## [OBJECTIVES]
• a. Answer these questions about the forum thread on the Circle and Smiley classes:
(i) In the original solution's Circle class, what does the comment on the member r say about who can and cannot access it?
(ii) In the version introduced with "Better, would be:", what follows the colon after Smiley(int arg_radius)?
(iii) In the final version, what reason is given for not making r protected?
• b. Resume the forum thread on the Circle and Smiley classes from where it stops.

## [PASSAGE GIVEN]
--
Thanks guys, now I get it. Here's my solution:

#include <iostream>

using namespace std;

struct Circle
{
  Circle(int arg_radius) : r(arg_radius) { }
  int radius() const { return r; }
protected:
  int r; // not accessible to the user, but accessible to derived classes
}

struct Smiley : Circle
{
  Smiley(int arg_radius)
  {
    Circle::r = arg_radius
  }
}

int main()
{
  Circle obj_c(5);
  Smiley obj_s(10);
  cout << obj_c.radius() << "\n";
  cout << obj_s.radius() << "\n"; // show's correct radius
}

cire (8284)

Better, would be:

#include <iostream>

using namespace std;

struct Circle
{
  Circle(int arg_radius) : r(arg_radius) { }
  int radius() const { return r; }
protected:
  int r; // not accessible to the user, but accessible to derived classes
};

struct Smiley : Circle
{
  Smiley(int arg_radius) : Circle(arg_radius)
  {
  }
};

int main()
{
  Circle obj_c(5);
  Smiley obj_s(10);
  cout << obj_c.radius() << "\n";
  cout << obj_s.radius() << "\n"; // show's correct radius
}

vlad from moscow (6539)

There is no need to assign variable r of class Circle protected access control because class Circle provides public interface to the variable via member function radius. So it would be better to define classes the following way

#include <iostream>

using namespace std;

struct Circle
{
  Circle(int arg_radius) : r(arg_radius) { }
  int radius() const { return r; }
private:
  int r;
};

struct Smiley : Circle
{
  Smiley(int arg_radius) : Circle( arg_radius ) {}
};

int main()
{
  Circle obj_c(5);
  Smiley obj_s(10);
  cout << obj_c.radius() << "\n";
  cout << obj_s.radius() << "\n"; // show's correct radius
}

benbalach (149)
--
## [DATA LISTING]
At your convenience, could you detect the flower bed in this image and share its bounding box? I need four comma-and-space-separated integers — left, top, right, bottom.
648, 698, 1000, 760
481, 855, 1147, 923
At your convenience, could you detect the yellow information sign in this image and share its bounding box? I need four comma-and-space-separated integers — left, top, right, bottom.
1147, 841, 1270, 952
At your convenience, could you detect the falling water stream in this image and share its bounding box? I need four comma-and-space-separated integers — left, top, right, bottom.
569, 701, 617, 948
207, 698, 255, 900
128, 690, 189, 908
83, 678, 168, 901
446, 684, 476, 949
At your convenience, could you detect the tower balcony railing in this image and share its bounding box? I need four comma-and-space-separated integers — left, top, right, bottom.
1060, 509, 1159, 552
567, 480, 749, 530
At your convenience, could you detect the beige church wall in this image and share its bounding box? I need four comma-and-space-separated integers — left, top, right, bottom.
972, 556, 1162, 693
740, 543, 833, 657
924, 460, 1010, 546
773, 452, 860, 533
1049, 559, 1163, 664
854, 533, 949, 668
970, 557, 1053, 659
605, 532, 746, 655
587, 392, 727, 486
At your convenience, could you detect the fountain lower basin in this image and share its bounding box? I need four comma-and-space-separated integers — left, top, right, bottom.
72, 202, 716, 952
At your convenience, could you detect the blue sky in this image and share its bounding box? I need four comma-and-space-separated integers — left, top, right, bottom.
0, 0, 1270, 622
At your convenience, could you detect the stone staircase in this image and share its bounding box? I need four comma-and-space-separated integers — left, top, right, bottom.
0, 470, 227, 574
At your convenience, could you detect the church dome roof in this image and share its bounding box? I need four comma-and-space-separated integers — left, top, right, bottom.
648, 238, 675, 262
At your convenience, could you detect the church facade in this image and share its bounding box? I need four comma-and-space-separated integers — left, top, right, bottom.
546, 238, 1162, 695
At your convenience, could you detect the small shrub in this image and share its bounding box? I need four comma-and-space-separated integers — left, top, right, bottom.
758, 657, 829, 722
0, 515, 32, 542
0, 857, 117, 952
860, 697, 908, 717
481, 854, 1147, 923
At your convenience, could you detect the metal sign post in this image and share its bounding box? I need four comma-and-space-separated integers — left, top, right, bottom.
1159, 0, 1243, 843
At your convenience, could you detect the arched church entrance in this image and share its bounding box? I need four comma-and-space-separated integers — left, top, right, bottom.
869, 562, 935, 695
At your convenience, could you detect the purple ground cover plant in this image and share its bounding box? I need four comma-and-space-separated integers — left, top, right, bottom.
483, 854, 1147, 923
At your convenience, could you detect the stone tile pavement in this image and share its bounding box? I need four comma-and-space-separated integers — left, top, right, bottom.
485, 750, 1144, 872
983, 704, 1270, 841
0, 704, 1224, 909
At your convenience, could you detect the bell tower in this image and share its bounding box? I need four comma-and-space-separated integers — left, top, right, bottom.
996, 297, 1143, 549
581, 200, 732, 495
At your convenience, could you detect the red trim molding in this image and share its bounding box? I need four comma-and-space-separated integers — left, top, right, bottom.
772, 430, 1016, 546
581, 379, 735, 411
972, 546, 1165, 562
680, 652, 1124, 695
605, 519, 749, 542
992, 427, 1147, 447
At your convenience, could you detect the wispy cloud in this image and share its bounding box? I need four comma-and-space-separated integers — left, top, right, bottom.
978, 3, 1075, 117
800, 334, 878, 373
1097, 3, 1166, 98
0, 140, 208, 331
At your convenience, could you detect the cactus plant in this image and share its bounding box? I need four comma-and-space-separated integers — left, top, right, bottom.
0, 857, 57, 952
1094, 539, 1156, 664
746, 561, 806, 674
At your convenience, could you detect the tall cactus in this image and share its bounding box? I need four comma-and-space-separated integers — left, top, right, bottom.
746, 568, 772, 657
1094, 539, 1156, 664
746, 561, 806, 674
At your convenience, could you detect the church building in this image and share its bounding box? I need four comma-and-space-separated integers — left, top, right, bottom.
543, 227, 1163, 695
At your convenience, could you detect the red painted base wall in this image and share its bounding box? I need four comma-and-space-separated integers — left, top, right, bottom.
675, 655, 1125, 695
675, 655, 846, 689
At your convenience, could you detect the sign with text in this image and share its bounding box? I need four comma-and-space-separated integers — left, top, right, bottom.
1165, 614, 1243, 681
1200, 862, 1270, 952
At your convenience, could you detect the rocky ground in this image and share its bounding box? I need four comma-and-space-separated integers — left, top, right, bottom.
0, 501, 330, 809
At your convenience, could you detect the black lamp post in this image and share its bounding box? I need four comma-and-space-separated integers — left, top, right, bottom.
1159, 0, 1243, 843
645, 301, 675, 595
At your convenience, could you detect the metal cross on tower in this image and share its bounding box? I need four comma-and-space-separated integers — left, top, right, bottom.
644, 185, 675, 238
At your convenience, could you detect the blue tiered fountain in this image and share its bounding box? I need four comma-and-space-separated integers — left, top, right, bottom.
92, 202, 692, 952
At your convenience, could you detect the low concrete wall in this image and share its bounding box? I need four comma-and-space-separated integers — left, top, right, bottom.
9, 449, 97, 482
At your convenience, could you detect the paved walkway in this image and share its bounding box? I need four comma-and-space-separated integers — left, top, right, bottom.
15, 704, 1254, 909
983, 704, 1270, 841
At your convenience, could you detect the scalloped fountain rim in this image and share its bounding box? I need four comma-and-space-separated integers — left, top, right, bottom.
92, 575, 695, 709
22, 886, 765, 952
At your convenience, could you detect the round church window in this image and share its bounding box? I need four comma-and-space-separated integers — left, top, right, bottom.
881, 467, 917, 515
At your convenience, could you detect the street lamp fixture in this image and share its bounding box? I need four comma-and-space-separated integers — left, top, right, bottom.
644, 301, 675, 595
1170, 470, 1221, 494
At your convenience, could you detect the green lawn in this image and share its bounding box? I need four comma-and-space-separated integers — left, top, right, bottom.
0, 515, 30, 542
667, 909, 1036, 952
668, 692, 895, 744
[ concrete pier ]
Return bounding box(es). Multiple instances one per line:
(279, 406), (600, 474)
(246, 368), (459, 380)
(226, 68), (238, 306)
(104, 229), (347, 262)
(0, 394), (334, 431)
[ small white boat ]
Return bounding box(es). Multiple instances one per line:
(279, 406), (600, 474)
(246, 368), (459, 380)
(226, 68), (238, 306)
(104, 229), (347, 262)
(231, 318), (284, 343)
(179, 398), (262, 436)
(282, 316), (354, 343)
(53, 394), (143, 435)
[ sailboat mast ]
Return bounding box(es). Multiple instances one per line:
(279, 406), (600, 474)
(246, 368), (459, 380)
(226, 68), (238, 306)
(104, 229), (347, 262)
--
## [TASK-BY-TASK ANSWERS]
• a.
(i) It is not accessible to the user, but it is accessible to derived classes.
(ii) Circle(arg_radius)
(iii) Class Circle already provides a public interface to the variable through the member function radius.

• b.
@vlad from moscow

I modified Circle and made int r private. This is the first time I see that you can do this:

Smiley(int arg_radius) : Circle(arg_radius) { }

Everything works! How does the line of code above work exactly? I mean I know what it does, it's just I haven't seen it before. Thanks in advance!

vlad from moscow (6539)

@benbalach
Everything works! How does the line of code above work exactly? I mean I know what it does, it's just I haven't seen it before. Thanks in advance!

Here the base class constructor with parameter is called explicitly, Otherwise the compiler would try to call the default base class constructor which is absent,
The similar effect could be achived if to use using declaration in the drived class.

#include <iostream>

using namespace std;

struct Circle
{
  Circle(int arg_radius) : r(arg_radius) { }
  int radius() const { return r; }
private:
  int r;
};

struct Smiley : Circle
{
  using Circle::Circle;
};

int main()
{
  Circle obj_c(5);
  Smiley obj_s(10);
  cout << obj_c.radius() << "\n";
  cout << obj_s.radius() << "\n"; // show's correct radius
}

But not all compilers support this feature yet.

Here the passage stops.